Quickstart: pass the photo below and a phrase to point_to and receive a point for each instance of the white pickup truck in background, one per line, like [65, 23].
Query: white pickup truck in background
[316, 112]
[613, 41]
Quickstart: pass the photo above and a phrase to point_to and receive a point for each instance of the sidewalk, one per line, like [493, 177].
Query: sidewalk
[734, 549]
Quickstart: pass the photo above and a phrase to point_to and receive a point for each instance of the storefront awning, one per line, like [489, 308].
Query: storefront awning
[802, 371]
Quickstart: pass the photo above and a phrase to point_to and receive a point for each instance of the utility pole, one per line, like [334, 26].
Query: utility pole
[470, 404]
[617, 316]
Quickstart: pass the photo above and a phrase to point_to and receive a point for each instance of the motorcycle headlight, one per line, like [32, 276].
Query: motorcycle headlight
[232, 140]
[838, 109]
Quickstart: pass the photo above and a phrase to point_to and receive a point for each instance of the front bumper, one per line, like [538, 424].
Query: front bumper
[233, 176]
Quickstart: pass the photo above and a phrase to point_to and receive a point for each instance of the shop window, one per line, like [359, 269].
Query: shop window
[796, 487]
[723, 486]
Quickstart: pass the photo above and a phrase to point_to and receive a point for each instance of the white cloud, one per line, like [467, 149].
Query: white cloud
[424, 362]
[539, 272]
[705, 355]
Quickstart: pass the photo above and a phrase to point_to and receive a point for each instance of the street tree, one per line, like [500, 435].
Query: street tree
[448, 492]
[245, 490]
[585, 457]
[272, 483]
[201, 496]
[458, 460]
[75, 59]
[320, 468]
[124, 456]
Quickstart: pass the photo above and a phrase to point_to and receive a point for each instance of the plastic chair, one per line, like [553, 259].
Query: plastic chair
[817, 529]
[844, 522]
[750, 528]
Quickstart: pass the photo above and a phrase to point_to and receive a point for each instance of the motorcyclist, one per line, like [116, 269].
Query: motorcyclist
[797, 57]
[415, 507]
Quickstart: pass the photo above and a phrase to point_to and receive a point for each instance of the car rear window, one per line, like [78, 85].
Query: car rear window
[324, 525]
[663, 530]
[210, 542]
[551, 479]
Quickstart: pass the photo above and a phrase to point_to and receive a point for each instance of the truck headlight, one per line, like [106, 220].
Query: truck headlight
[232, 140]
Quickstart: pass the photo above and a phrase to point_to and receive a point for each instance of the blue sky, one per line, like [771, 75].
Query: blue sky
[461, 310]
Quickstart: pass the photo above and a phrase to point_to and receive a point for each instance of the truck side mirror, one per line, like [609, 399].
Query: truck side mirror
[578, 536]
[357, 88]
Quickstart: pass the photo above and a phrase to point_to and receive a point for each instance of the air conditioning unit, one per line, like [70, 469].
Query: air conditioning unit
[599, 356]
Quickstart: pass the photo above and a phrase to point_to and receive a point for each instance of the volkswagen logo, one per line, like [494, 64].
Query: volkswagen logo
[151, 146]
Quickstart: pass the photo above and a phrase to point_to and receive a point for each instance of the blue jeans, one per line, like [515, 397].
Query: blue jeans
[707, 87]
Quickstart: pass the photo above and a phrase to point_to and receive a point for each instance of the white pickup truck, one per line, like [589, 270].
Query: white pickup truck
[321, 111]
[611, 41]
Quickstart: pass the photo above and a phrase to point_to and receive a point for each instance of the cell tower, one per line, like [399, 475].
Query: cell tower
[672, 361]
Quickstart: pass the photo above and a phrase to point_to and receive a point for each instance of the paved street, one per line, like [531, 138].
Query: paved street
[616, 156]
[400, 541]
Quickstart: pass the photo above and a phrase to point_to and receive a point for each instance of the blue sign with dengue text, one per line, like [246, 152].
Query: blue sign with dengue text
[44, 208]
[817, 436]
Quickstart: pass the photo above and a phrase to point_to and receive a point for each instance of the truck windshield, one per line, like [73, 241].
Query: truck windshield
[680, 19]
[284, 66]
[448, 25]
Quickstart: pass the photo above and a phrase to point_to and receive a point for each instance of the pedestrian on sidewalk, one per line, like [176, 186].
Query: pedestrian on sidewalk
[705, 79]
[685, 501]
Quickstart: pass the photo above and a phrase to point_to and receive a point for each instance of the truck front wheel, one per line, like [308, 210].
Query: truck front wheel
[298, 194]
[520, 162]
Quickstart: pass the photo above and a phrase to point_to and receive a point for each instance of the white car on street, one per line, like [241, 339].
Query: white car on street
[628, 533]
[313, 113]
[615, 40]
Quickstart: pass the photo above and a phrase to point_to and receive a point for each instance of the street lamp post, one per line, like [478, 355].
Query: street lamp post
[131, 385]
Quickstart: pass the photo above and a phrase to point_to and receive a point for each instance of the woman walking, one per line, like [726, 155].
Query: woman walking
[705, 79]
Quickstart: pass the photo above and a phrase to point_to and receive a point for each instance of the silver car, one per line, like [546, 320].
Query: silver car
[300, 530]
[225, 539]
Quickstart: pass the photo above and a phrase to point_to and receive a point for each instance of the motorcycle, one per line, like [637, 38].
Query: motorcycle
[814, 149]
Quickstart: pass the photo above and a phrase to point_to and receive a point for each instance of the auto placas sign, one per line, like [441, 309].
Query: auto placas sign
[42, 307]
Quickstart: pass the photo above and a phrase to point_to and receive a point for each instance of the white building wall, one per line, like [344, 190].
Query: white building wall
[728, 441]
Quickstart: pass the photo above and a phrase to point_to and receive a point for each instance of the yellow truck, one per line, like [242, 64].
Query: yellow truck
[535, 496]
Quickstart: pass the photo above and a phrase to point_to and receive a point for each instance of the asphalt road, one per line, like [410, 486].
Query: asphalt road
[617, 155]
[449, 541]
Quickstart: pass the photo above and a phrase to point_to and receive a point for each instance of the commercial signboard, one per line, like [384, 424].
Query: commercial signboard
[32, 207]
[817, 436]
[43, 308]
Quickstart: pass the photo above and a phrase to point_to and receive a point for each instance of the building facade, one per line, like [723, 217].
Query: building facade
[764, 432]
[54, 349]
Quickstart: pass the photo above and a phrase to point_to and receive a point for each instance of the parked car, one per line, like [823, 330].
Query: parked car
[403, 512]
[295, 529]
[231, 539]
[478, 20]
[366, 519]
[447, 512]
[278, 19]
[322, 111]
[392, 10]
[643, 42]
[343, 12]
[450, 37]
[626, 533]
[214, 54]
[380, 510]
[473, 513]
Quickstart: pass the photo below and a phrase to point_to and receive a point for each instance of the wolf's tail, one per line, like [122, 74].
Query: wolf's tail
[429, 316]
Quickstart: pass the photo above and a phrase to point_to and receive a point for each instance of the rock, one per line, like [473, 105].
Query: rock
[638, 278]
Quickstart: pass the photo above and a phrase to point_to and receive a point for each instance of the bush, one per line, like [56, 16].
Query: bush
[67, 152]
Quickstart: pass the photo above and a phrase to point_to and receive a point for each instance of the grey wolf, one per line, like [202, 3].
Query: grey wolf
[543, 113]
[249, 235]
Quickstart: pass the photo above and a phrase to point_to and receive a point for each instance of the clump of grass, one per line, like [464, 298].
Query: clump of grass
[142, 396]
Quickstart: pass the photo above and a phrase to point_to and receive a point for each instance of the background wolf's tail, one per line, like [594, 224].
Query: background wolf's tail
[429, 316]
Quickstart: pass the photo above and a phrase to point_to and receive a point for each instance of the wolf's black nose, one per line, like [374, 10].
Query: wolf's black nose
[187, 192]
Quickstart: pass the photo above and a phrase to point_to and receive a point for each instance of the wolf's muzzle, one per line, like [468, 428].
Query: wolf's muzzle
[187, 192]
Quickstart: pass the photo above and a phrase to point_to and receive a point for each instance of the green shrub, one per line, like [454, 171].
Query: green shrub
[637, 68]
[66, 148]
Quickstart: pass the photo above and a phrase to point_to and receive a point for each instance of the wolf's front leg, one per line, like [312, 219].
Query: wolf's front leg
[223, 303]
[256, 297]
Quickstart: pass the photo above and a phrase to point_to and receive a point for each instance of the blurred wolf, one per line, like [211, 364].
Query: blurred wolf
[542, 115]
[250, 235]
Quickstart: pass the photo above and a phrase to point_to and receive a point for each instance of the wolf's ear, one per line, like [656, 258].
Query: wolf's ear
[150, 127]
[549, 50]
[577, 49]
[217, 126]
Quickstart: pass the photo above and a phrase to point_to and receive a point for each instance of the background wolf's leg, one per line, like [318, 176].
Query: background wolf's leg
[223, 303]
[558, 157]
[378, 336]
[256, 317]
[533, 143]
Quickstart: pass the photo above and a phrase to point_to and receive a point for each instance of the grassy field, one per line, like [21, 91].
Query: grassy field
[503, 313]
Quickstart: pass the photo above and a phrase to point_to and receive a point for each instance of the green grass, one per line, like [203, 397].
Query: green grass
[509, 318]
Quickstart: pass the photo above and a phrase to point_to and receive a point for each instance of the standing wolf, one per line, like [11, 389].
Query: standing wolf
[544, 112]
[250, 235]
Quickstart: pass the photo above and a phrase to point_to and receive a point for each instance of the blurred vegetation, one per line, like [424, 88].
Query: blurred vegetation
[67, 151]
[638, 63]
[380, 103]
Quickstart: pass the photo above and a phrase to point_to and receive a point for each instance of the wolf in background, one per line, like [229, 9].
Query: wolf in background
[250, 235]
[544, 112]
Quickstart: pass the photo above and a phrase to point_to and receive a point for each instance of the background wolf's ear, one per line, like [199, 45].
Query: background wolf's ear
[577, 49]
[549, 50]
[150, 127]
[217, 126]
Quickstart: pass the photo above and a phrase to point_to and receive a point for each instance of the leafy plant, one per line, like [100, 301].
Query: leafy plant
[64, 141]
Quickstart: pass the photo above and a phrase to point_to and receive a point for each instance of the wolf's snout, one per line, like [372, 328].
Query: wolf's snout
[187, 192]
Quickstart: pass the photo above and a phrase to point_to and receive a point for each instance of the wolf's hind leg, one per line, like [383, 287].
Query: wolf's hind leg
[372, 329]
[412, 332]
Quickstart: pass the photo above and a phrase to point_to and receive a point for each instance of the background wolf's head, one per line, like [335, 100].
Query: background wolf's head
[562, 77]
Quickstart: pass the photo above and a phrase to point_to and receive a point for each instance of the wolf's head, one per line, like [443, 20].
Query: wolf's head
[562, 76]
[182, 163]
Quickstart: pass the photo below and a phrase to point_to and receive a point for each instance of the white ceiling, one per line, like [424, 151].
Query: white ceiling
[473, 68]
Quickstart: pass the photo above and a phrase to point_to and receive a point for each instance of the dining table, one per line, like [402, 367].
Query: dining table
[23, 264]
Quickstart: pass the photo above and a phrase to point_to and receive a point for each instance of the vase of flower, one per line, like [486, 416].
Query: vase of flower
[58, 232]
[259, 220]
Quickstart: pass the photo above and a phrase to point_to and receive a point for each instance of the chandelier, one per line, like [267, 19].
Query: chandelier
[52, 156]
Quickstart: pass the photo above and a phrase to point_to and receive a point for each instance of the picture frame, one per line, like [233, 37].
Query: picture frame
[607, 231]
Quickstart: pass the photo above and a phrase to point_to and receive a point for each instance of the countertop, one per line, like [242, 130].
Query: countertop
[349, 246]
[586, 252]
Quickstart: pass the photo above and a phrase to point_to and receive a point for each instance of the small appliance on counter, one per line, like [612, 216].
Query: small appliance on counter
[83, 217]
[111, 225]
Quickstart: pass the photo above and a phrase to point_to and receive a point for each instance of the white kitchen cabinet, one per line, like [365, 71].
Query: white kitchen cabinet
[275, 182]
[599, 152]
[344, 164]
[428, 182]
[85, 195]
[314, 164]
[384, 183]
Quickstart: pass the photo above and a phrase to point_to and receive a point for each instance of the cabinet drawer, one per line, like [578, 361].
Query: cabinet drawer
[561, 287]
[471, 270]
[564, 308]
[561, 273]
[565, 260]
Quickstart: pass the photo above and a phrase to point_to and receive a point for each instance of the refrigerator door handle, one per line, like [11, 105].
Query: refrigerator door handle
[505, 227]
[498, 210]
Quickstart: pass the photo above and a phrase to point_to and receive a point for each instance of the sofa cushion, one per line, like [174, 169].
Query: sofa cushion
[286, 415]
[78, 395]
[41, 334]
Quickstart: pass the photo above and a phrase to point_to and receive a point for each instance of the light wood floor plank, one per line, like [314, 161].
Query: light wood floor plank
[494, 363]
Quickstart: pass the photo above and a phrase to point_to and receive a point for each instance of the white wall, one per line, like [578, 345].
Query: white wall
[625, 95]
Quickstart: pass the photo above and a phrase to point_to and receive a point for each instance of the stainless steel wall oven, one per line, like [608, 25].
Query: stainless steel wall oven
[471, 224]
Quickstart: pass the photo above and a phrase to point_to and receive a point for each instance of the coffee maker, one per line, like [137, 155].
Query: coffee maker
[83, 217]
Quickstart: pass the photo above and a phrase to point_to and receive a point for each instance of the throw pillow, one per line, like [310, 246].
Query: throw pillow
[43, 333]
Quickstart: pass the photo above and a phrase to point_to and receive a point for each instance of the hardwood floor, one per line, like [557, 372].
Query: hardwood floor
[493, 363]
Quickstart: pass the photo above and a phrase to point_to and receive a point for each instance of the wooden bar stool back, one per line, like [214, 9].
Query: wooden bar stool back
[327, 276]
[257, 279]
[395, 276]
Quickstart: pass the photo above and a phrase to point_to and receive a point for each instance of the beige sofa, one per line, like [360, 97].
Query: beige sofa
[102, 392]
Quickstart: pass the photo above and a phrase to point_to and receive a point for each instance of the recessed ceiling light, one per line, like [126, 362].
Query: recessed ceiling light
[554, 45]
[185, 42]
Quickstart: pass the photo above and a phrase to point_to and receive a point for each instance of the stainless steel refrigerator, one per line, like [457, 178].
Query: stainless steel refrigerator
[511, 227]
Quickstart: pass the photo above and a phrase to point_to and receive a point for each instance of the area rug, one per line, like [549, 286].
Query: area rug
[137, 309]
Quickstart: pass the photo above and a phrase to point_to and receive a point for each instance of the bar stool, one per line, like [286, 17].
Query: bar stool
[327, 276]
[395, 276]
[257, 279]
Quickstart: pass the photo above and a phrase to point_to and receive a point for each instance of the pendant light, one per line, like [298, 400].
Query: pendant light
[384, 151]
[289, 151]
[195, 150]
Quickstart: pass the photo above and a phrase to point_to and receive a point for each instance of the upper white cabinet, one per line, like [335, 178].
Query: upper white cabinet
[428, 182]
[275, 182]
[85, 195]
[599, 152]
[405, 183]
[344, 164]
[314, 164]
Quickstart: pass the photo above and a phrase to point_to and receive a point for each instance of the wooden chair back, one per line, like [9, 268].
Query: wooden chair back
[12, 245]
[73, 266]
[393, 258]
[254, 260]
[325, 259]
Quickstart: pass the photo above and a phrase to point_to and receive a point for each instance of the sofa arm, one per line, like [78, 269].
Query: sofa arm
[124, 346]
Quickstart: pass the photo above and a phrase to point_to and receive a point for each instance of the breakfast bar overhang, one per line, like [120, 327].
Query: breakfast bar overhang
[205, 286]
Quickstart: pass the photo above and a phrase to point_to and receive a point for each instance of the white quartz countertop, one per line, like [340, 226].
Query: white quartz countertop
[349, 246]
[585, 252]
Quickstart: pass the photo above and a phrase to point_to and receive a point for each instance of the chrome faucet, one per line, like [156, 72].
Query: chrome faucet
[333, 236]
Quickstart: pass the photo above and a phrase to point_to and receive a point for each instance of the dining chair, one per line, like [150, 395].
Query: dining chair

• **Problem statement**:
Starting at the line with "like [286, 17].", copy every line up to and including the last one in the entries above.

• **Result for this exercise**:
Quickstart: pass the photo above and a phrase to point_to and receive a point for each instance of the bar stool, one per line, like [286, 17].
Query: bar stool
[327, 276]
[395, 276]
[257, 279]
Quickstart: pass the photo above and a phrase to point_to and receive a point for each instance of the pendant light, one per line, like [298, 400].
Query: pendant light
[384, 151]
[289, 151]
[195, 150]
Quickstart: pass the photo above and a phrase to point_to and receive a point for each instance of the upper white cabinet, one per line, like [335, 178].
Query: upper white cabinet
[428, 182]
[275, 182]
[85, 195]
[599, 152]
[405, 183]
[344, 164]
[314, 164]
Quickstart: pass the photo above and a phrase to point_to and receive a point for each instance of the wooden chair back, one per line, like [9, 268].
Query: wooden chair back
[12, 245]
[73, 266]
[393, 258]
[254, 260]
[325, 259]
Quickstart: pass the photo above and a phrase to point_to and receive a point for each instance of the sofa arm, one per line, like [78, 269].
Query: sofa arm
[124, 346]
Quickstart: pass the photo above and a phrase to point_to and receive a point for each instance of the breakfast bar overhang, one per line, like [120, 327].
Query: breakfast bar overhang
[205, 286]
Quickstart: pass the photo above and a phrase to point_to and receive a point for each instance of the white quartz countertop, one per line, like [340, 226].
Query: white quartz countertop
[349, 246]
[585, 252]
Quickstart: pass the photo above and a phrase to point_to and receive a point for each instance of the chrome faucet, one per line, like [156, 72].
Query: chrome faucet
[333, 236]
Quickstart: pass the photo above and a phrase to point_to and receive a point for each instance of the dining chair, one per line, like [150, 395].
Query: dining chair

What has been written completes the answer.